From the entries below, reproduce exactly the line containing "174, row 682", the line containing "1022, row 679", and every line in between, with nothing added.

Records from a collection —
= = = = =
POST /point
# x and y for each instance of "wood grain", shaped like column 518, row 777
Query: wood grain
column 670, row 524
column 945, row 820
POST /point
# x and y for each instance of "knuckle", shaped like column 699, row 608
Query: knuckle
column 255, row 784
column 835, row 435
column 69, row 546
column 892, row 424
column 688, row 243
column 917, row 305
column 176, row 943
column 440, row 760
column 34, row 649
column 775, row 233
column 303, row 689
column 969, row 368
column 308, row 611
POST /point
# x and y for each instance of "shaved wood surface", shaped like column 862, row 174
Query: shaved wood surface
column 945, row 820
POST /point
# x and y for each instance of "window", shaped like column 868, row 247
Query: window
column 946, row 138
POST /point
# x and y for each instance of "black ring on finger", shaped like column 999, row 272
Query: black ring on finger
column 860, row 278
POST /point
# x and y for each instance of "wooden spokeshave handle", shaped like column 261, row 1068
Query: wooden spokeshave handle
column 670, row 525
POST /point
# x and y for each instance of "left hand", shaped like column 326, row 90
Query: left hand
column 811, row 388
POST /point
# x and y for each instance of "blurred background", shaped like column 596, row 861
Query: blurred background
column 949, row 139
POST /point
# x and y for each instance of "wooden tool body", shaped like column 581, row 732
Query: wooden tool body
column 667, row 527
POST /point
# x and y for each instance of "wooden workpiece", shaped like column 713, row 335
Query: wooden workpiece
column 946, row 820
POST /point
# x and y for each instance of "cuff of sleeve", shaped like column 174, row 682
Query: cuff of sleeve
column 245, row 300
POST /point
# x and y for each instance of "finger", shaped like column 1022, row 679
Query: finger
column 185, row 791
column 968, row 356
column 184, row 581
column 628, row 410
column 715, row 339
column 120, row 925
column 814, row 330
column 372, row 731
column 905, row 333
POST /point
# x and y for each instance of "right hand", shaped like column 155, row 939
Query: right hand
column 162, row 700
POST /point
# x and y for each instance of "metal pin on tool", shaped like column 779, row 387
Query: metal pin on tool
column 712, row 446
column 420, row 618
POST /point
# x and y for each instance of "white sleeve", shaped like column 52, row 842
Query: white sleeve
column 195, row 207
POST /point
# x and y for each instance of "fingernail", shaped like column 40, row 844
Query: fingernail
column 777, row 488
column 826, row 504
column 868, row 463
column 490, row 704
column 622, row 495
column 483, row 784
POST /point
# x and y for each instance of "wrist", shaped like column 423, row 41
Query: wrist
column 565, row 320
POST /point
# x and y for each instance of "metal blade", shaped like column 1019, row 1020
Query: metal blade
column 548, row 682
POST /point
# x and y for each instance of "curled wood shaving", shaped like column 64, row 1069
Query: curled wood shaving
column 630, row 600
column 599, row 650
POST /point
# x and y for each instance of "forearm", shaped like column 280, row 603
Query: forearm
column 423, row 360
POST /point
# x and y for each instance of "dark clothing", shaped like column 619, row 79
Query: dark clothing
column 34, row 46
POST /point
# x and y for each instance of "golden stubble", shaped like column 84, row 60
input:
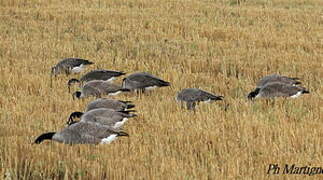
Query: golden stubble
column 217, row 46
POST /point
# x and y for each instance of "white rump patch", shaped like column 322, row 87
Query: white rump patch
column 77, row 69
column 121, row 123
column 296, row 95
column 109, row 139
column 116, row 93
column 207, row 101
column 111, row 79
column 150, row 87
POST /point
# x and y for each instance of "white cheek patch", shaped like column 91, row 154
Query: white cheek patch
column 207, row 101
column 296, row 95
column 111, row 79
column 78, row 69
column 150, row 87
column 120, row 124
column 114, row 94
column 109, row 139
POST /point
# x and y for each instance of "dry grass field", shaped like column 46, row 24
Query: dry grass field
column 217, row 45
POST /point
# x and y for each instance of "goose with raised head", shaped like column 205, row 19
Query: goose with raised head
column 70, row 65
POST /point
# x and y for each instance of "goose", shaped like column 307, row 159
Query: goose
column 98, row 74
column 143, row 81
column 193, row 95
column 116, row 105
column 82, row 133
column 277, row 78
column 70, row 65
column 277, row 89
column 98, row 88
column 104, row 116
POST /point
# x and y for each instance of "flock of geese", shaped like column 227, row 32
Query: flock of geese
column 102, row 121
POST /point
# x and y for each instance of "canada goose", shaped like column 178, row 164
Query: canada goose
column 104, row 116
column 277, row 78
column 276, row 89
column 116, row 105
column 105, row 75
column 70, row 65
column 143, row 81
column 193, row 95
column 98, row 88
column 83, row 133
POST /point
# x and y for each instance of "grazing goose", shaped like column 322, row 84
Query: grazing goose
column 143, row 81
column 116, row 105
column 193, row 95
column 105, row 75
column 98, row 88
column 83, row 133
column 277, row 78
column 104, row 116
column 70, row 65
column 272, row 90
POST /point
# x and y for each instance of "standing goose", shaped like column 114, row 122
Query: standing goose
column 104, row 116
column 116, row 105
column 272, row 90
column 83, row 133
column 98, row 88
column 277, row 78
column 193, row 95
column 143, row 81
column 70, row 65
column 105, row 75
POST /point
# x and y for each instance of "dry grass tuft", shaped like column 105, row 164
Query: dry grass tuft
column 220, row 46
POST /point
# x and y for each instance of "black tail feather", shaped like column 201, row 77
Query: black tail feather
column 44, row 136
column 305, row 92
column 130, row 106
column 125, row 90
column 121, row 133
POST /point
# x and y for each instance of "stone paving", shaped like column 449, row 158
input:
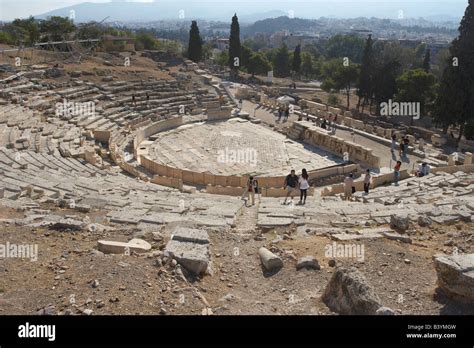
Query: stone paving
column 236, row 147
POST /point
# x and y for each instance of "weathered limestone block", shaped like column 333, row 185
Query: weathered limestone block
column 348, row 292
column 456, row 275
column 270, row 261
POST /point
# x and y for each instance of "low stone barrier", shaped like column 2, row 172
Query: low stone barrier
column 315, row 136
column 377, row 181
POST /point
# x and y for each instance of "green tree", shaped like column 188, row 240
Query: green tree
column 234, row 45
column 223, row 58
column 297, row 60
column 281, row 62
column 340, row 77
column 258, row 64
column 195, row 43
column 384, row 82
column 56, row 28
column 246, row 54
column 417, row 86
column 349, row 46
column 307, row 65
column 365, row 81
column 145, row 41
column 26, row 30
column 455, row 102
column 427, row 60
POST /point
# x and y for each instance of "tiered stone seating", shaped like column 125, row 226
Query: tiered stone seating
column 442, row 197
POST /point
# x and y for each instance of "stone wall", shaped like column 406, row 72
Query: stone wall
column 377, row 181
column 313, row 135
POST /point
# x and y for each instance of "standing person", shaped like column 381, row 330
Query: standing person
column 406, row 143
column 423, row 170
column 397, row 171
column 287, row 112
column 394, row 143
column 348, row 185
column 304, row 186
column 367, row 181
column 401, row 149
column 323, row 124
column 291, row 181
column 250, row 189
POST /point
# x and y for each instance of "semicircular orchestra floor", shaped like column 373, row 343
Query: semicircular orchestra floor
column 235, row 147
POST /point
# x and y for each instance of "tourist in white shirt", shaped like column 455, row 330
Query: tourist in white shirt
column 304, row 186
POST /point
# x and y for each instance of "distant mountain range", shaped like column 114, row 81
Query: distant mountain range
column 251, row 11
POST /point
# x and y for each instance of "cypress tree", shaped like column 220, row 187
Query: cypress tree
column 234, row 45
column 366, row 76
column 195, row 43
column 297, row 60
column 427, row 61
column 455, row 102
column 281, row 63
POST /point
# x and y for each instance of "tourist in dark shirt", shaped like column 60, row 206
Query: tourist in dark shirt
column 291, row 185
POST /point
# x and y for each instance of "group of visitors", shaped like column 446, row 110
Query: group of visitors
column 283, row 110
column 404, row 143
column 349, row 185
column 293, row 183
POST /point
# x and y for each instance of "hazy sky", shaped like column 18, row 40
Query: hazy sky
column 10, row 9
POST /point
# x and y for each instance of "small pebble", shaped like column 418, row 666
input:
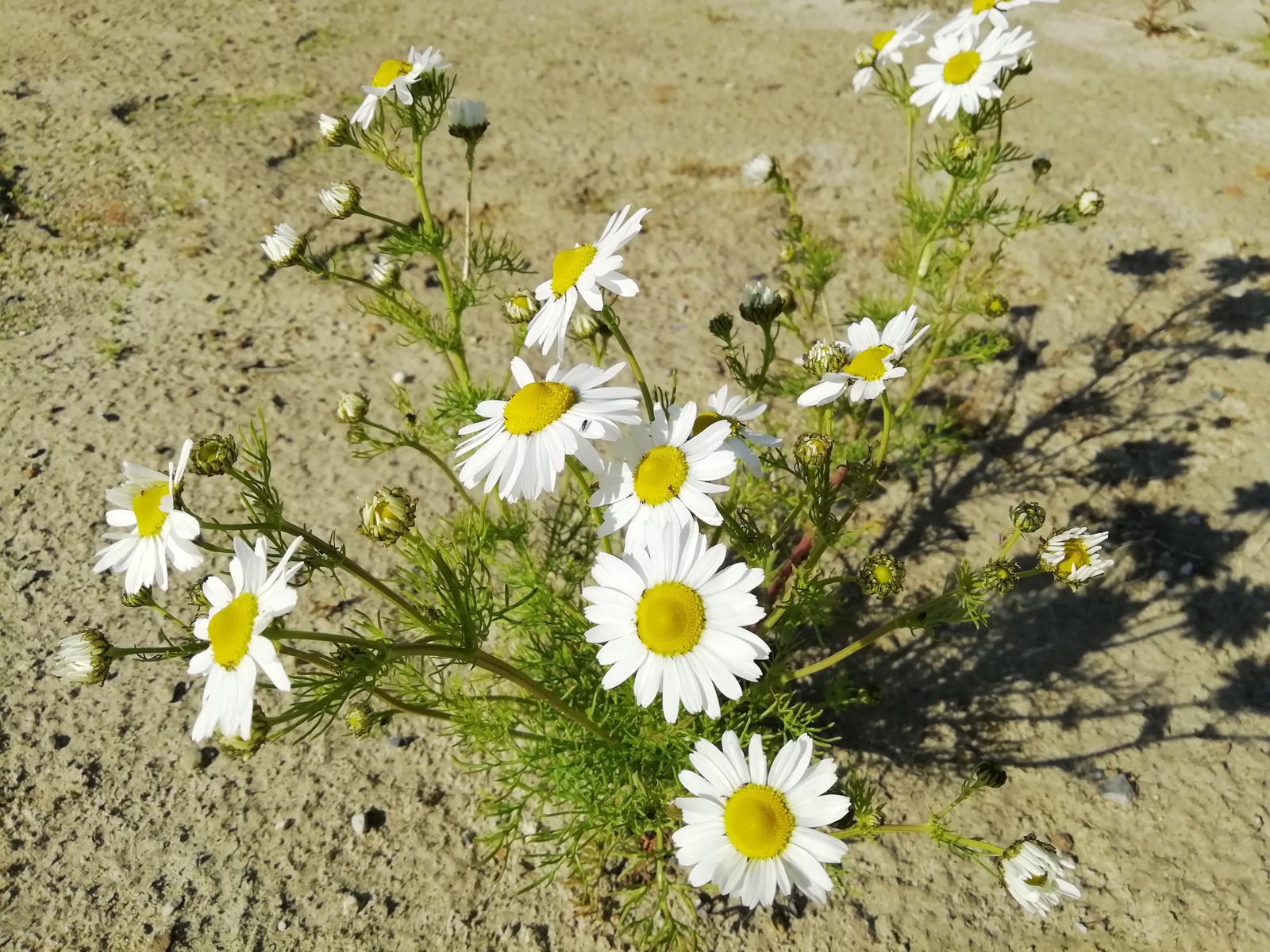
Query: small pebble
column 1118, row 790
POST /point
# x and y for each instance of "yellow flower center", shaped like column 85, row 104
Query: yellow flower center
column 391, row 70
column 869, row 365
column 959, row 69
column 660, row 475
column 230, row 631
column 670, row 619
column 145, row 507
column 759, row 822
column 1075, row 556
column 880, row 40
column 569, row 266
column 537, row 405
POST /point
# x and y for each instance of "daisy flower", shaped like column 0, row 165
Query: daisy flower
column 964, row 70
column 397, row 76
column 1035, row 876
column 152, row 531
column 978, row 12
column 664, row 476
column 522, row 443
column 235, row 645
column 737, row 412
column 872, row 359
column 751, row 829
column 1075, row 555
column 584, row 272
column 671, row 616
column 888, row 50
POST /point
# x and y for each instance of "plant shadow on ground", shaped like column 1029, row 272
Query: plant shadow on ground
column 950, row 697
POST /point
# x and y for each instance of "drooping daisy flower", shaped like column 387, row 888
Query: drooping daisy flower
column 233, row 628
column 964, row 70
column 872, row 362
column 751, row 831
column 664, row 476
column 397, row 76
column 1035, row 875
column 584, row 272
column 522, row 443
column 671, row 616
column 978, row 12
column 1075, row 555
column 888, row 48
column 737, row 410
column 156, row 532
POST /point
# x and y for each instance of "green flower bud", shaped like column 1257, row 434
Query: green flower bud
column 351, row 408
column 1000, row 575
column 813, row 448
column 214, row 456
column 1028, row 517
column 387, row 516
column 882, row 575
column 244, row 748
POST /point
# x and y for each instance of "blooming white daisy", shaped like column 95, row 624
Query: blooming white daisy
column 283, row 247
column 1075, row 555
column 964, row 70
column 664, row 476
column 522, row 442
column 759, row 169
column 1035, row 875
column 872, row 359
column 737, row 410
column 235, row 645
column 397, row 76
column 671, row 616
column 154, row 531
column 978, row 12
column 888, row 50
column 751, row 829
column 584, row 272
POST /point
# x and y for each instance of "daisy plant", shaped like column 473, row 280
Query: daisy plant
column 618, row 601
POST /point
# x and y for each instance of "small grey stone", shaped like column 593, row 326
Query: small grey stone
column 1118, row 790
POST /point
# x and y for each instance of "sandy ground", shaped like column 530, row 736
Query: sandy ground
column 158, row 141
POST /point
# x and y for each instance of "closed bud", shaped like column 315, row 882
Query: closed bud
column 1028, row 517
column 882, row 575
column 214, row 455
column 996, row 305
column 1000, row 575
column 387, row 516
column 351, row 408
column 813, row 448
column 245, row 748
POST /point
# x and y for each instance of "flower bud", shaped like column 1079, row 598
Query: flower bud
column 760, row 305
column 1000, row 575
column 990, row 774
column 468, row 120
column 351, row 408
column 1028, row 517
column 825, row 359
column 83, row 658
column 245, row 748
column 882, row 575
column 214, row 455
column 387, row 516
column 996, row 305
column 341, row 198
column 721, row 325
column 1089, row 203
column 813, row 448
column 520, row 308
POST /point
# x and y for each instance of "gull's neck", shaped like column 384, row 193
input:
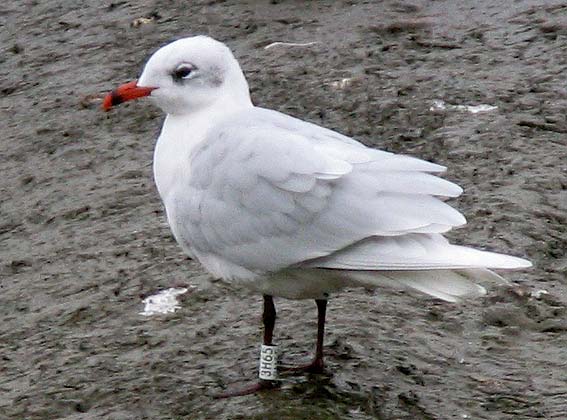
= = = = =
Reply to the exercise —
# x and y for each instance of "cuff of sleeve", shaped like column 174, row 682
Query: cuff of sleeve
column 245, row 300
POST /point
# x and y for each instance of "finger", shaped like column 1022, row 679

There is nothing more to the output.